Tally every line of the entries that contains the string "Above", then reply with only that number.

**Information provided:**
^^^^^^^^

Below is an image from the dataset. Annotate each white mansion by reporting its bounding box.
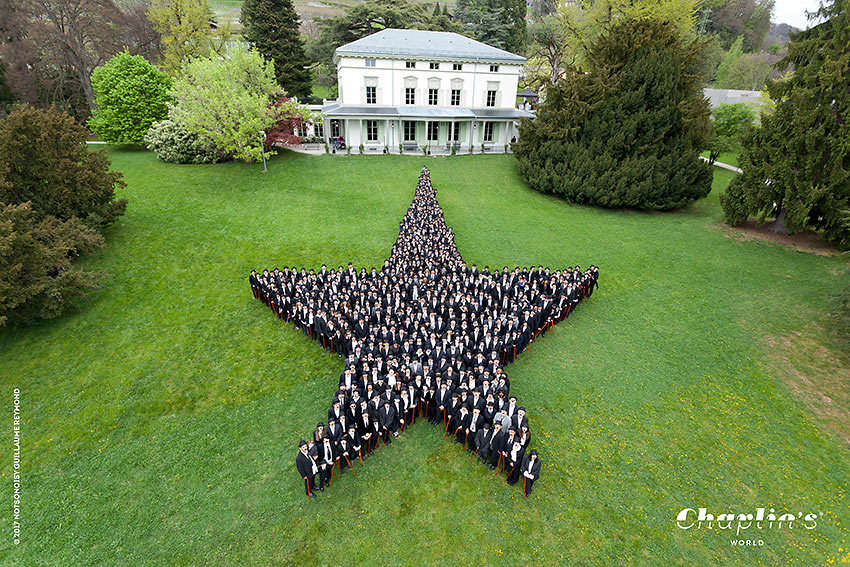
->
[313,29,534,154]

^^^^^^^^

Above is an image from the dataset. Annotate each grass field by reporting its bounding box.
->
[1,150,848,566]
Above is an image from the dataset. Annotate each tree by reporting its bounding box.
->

^^^^^^^^

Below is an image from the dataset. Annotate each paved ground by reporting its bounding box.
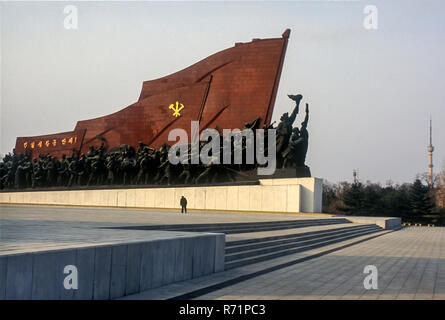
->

^^^^^^^^

**Result:**
2